Start of Block

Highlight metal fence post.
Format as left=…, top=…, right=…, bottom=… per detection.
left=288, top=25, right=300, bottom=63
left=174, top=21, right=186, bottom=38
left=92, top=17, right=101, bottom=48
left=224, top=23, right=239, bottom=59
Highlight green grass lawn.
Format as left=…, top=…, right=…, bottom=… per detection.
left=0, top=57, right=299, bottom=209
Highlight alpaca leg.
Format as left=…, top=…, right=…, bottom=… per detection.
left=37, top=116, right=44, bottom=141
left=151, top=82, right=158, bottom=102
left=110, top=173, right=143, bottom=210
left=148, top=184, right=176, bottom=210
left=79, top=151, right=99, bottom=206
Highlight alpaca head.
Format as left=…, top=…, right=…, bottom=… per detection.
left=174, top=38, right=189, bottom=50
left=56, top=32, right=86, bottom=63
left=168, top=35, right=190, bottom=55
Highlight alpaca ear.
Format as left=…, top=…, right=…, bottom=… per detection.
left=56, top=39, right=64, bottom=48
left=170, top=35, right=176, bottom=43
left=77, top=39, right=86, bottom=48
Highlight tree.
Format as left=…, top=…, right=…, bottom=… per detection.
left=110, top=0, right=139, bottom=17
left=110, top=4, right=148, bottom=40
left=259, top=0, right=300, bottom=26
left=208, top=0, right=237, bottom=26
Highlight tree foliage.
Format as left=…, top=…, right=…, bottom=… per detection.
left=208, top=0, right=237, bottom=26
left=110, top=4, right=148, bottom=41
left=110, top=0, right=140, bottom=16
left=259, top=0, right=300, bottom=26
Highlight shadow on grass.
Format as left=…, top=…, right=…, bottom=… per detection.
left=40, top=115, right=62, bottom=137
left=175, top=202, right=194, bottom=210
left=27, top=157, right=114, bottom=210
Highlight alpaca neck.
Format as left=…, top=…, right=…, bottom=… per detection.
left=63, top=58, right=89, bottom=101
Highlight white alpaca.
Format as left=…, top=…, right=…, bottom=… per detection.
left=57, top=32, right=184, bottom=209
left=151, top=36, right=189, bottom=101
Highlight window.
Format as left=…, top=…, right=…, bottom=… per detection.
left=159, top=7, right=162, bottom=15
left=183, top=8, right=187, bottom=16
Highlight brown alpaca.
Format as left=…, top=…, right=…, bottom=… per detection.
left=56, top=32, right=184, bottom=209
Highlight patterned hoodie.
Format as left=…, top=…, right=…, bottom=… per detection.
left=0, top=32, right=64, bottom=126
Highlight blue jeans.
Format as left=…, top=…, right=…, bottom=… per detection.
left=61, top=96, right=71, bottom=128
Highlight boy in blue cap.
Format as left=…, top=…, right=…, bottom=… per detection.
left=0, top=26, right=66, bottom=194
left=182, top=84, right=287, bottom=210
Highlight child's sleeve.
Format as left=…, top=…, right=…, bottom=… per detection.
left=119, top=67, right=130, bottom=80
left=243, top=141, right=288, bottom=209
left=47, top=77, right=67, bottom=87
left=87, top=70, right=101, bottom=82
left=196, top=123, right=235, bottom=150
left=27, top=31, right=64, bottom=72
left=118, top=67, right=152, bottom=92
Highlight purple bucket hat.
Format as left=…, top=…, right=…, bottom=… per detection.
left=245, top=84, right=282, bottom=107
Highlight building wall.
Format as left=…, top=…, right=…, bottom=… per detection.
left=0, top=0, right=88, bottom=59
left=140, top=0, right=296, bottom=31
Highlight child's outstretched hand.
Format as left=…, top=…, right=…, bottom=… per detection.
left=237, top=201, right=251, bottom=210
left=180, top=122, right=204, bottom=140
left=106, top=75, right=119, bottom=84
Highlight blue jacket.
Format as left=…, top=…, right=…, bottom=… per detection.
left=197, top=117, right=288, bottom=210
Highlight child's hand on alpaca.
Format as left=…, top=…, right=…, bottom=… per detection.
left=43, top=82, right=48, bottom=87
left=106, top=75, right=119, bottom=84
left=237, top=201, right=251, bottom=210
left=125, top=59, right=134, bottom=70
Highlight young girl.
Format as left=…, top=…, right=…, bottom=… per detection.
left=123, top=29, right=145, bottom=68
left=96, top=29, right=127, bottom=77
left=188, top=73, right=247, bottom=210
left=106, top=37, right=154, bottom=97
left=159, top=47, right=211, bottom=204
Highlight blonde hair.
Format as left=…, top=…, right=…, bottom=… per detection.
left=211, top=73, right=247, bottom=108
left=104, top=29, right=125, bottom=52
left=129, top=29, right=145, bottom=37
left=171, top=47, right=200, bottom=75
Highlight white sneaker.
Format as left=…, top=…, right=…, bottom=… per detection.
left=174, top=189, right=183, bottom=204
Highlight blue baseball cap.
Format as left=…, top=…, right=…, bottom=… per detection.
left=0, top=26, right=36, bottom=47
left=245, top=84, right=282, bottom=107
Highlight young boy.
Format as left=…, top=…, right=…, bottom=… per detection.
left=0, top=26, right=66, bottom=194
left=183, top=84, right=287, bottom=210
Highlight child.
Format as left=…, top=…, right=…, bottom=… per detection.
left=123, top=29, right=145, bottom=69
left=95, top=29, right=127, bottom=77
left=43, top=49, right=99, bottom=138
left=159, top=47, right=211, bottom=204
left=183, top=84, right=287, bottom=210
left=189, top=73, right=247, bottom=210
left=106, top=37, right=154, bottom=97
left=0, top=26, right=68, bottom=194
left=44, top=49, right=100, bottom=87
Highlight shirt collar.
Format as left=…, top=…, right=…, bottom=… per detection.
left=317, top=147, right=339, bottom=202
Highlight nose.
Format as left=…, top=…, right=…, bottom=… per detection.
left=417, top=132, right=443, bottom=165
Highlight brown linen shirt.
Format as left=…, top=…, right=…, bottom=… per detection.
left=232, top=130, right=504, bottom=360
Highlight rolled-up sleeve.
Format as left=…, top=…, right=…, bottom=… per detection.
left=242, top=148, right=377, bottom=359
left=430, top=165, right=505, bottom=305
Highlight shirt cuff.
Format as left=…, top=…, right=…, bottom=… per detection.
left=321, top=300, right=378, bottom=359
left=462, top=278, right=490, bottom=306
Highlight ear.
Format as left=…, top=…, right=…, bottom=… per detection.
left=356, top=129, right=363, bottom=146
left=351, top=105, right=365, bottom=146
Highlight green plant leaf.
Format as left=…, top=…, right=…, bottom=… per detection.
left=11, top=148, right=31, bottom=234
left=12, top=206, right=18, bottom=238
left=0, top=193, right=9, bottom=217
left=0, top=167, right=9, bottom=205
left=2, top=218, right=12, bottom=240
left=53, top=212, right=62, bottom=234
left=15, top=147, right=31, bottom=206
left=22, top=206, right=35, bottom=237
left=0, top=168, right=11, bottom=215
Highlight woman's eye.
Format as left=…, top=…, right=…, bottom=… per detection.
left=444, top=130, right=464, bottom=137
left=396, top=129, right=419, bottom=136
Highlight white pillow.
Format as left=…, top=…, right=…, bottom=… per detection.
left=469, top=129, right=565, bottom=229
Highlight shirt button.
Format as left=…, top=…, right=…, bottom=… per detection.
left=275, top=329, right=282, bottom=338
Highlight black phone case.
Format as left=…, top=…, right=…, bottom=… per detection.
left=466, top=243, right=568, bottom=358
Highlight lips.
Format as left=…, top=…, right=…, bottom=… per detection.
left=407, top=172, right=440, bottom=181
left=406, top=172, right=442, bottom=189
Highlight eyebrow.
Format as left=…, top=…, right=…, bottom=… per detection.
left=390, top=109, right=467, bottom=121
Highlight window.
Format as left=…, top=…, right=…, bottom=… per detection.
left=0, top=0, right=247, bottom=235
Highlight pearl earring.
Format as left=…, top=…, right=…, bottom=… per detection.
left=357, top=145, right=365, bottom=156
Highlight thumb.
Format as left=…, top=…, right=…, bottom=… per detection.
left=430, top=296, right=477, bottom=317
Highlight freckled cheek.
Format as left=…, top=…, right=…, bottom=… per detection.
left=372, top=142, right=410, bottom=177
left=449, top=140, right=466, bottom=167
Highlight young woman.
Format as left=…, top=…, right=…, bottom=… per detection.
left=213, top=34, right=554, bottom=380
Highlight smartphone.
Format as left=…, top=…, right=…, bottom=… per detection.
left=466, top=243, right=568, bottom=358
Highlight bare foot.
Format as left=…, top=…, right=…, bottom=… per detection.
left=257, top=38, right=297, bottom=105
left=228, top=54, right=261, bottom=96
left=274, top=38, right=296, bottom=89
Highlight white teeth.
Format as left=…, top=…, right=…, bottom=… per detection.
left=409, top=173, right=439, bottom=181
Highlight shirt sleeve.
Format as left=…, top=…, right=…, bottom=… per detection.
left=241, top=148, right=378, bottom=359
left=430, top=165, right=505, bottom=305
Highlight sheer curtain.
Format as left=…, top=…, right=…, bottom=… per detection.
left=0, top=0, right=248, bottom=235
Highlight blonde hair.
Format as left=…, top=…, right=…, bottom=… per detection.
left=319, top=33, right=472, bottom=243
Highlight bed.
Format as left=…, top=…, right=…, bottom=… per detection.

End of Block

▶ Work to be completed: Determine the number of lines in the data that include the string "child". Only that number belongs in the answer.

▶ Your solution: 4